* [ОТРЫВОК]:
В 1988 году в Нью-Йорке вышла небольшая антология «An Age Ago» («Век назад») – стихи русских поэтов девятнадцатого века в переводах Алана Майерса. Составлял ее переводчик, а Бродский написал предисловие и небольшие заметки о каждом из одиннадцати поэтов, включенных Майерсом в антологию (в свою антологию Бродский, безусловно, включил бы и Крылова, которого высоко ценил). В каждой заметке за основной, биографической, частью следует краткая оценочная: в чем сила данного поэта, что нового сказал он в русской поэзии. Эти заметки являются неплохим индикатором предпочтений и идиосинкразий Бродского. Он с энтузиазмом пишет о Батюшкове («мастер развернутой элегии, в которую по ходу развития втягиваются различные культурные, исторические и психологические реалии, завершающейся торжественной, нередко литургически интонированной, кодой»), Вяземском («превосходный, хотя недооцененный поэт... „критический реалист“...»), Пушкине («Ничто не имело большего влияния на русскую литературу и русский язык, чем эта тридцатисемилетняя жизнь»), Баратынском («часто превосходит своего великого современника в жанре философского стихотворения»), Языкове («самые звонкие, самые энергичные стихи того периода, равные пушкинским, а иногда и превосходящие их»), Лермонтове («поэт колоссальной лирической интенсивности»), А. К. Толстом («поэт уникально гибкий и разнообразный... Учитывая происшедшее со страной в двадцатом веке, то, что его современники принимали за эскапистские или ностальгические мечтания, обернулось предупреждением и пророчеством»). Остальные отзывы прохладны. Заслуга Жуковского только в том, что он ввел в русскую поэзию жанр баллады. Фет «пронзительно лиричен» и писал лирические миниатюры несколько в «японском» духе. Некрасов наблюдателен, незначителен как лирический поэт, зато умел придать лиризм гражданским стихам. Тютчев уступал Баратынскому в конкретности философской лирики, написал много сервильных стихов, его поздняя любовная лирика запоминается, потому что ему удается «сочетать философичную проницательность с духом естественности и случайности». Заканчивается заметка о Тютчеве ироническим упоминанием, что среди его поклонников был Ленин
.

* [ПЕРЕЧЕНЬ ЗАПИСЕЙ]:
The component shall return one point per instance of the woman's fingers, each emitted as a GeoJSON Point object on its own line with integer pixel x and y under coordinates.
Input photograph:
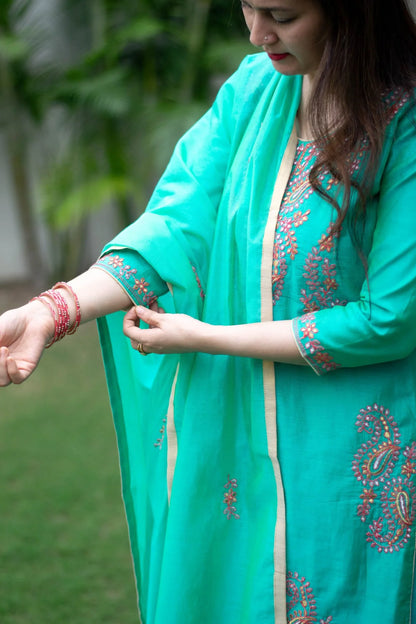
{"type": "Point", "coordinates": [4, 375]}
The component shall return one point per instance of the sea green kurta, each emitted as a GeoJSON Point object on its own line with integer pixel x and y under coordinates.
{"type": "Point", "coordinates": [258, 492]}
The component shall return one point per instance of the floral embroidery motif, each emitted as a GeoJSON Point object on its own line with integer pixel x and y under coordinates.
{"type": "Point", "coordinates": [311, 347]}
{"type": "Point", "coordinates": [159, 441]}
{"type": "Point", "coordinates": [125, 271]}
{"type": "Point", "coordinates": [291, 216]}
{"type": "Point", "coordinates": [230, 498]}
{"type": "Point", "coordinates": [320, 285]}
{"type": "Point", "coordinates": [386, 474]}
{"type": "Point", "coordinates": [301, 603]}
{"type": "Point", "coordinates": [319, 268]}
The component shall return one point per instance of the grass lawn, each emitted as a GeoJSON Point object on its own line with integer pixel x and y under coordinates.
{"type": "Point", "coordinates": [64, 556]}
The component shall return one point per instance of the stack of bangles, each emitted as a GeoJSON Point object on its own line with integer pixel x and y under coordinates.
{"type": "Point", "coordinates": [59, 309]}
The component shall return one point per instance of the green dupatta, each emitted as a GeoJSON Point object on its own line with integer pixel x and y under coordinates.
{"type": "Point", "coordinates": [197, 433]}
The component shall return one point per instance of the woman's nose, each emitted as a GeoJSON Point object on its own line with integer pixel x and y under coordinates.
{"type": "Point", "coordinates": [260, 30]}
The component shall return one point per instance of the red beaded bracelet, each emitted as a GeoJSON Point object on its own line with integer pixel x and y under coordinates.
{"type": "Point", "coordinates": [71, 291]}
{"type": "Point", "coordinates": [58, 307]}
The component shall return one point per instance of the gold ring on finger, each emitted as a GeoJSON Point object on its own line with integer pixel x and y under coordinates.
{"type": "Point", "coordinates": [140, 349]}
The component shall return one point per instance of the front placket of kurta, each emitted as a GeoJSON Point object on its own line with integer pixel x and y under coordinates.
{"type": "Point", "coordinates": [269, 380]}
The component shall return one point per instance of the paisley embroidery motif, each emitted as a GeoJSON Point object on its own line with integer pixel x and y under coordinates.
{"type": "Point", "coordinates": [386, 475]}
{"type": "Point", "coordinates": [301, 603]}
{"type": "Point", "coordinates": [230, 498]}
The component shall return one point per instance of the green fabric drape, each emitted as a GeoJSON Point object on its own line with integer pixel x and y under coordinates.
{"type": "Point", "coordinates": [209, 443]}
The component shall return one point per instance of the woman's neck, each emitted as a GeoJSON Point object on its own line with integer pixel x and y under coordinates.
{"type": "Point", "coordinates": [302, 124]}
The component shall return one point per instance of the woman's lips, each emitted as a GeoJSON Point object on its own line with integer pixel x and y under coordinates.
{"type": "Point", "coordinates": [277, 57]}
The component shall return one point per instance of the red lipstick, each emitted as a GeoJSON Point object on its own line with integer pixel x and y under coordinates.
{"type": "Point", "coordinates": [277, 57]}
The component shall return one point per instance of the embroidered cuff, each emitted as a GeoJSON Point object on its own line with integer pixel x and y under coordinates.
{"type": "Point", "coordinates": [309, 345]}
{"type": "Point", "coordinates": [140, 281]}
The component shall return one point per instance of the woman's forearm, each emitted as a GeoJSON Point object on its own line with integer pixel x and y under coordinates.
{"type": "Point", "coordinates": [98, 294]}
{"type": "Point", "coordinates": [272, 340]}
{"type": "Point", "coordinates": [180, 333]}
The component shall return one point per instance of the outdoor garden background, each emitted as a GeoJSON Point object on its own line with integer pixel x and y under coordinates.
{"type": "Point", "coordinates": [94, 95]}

* [ЗАДАНИЕ]:
Кто, согласно отрывку, перевел стихи для антологии «An Age Ago»? Отвечайте, опираясь только на отрывок.

* [ОТВЕТ]:
Алан Майерс.